TEXTE DE LA PAGE
• • • •
Oui, enfin, ça y est, je sais pourquoi.
Ce sont mes racines.
une sorte d'atavisme, un réapparition subite d'un caractère depuis longtemps latent dans mes gènes.
Qui me vient de mon arrière-arrière grand Papé, celui-là même qui tricotait des chaussettes debout sur ses échasses dans un marais landais, pas au siècle passé mais carrément à celui d'encore avant.
Euh...petite précision : l'atavisme en question ne concerne pas l'amour immodéré des grosses chaussettes (quoique), ni même celui du tricot (que j'ai, pourtant, aussi, pas immodérément mais quand même).
Ce n'est pas non plus un don remarquable pour la danse sur échasses (ça se saurait), ni une passion pour les Landes (malgré ses pastis à mouououriiiir).
Bon, alors, que reste-t-il, alors ?
Eh bien, lecteurs chéris, les MOUTONS, évidemment !
Car oui, Papa, maman, j'ai quelque chose à vous dire : j'aime les moutons!
Attention : LES moutons, bêlantes bêtes, et non LE mouton, viande grasse et trop forte à mon goût d'Occidentale du XXIe siècle.
Bien sûr, ils m'ont quelquefois littéralement effrayée ("Les moutons foncent!!!", Moune, rappelle-toi l'épisode tragico-aventureux de Laugareil où mon imagination débordante avait engendré une panique contagieuse dont tu fis les frais....écartelée entre l'instinct légitime de survie et l'instinct non moins légitime de protection maternelle pour ton jeune et inconscient rejeton....).
• • • •
DONNÉES FOURNIES
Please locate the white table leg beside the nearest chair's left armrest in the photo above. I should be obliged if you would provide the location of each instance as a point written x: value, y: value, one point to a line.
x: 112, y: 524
• • • •
SÉRIE DE CONSIGNES
(a) Dans le texte sur les moutons, que faisait l'arrière-arrière-grand-père debout sur ses échasses dans un marais landais ?
(b) Dites si chacune de ces affirmations concorde avec le texte sur les moutons, en citant les mots décisifs. (i) L'atavisme évoqué porte sur l'amour des grosses chaussettes. (ii) La viande de mouton est jugée trop forte. (iii) L'arrière-arrière-grand-père vivait au siècle passé.
(c) Reprenez le texte sur les moutons et poursuivez-le à partir de sa dernière phrase.

RÉPONSES AUX CONSIGNES
(a) Il tricotait des chaussettes.

(b)
(i) Non : « l'atavisme en question ne concerne pas l'amour immodéré des grosses chaussettes ».
(ii) Oui : « viande grasse et trop forte à mon goût d'Occidentale du XXIe siècle ».
(iii) Non : « pas au siècle passé mais carrément à celui d'encore avant ».

(c)
Mais la plupart du temps, ces ovines créatures injustement déconsidérées par beaucoup de mes semblables m'attirent. Jusqu'à ce matin, je ne savais pas pourquoi. Maintenant, j'ai une explication rationnelle et héréditaire.Elle m'est venue comme ça, d'un coup, paf ! Une fulgurance. Soudain, j'ai compris. Je savais, certes, mais je n'avais pas fait le lien.
Je suis descendante de berger.
J'ai les moutons dans le sang.
En Ecosse, jeunette et joyeuse, je me revois appelant sans relâche les charmantes bestioles : come sheeps, come ! Sans succès, du reste : sans doute une question d'accent...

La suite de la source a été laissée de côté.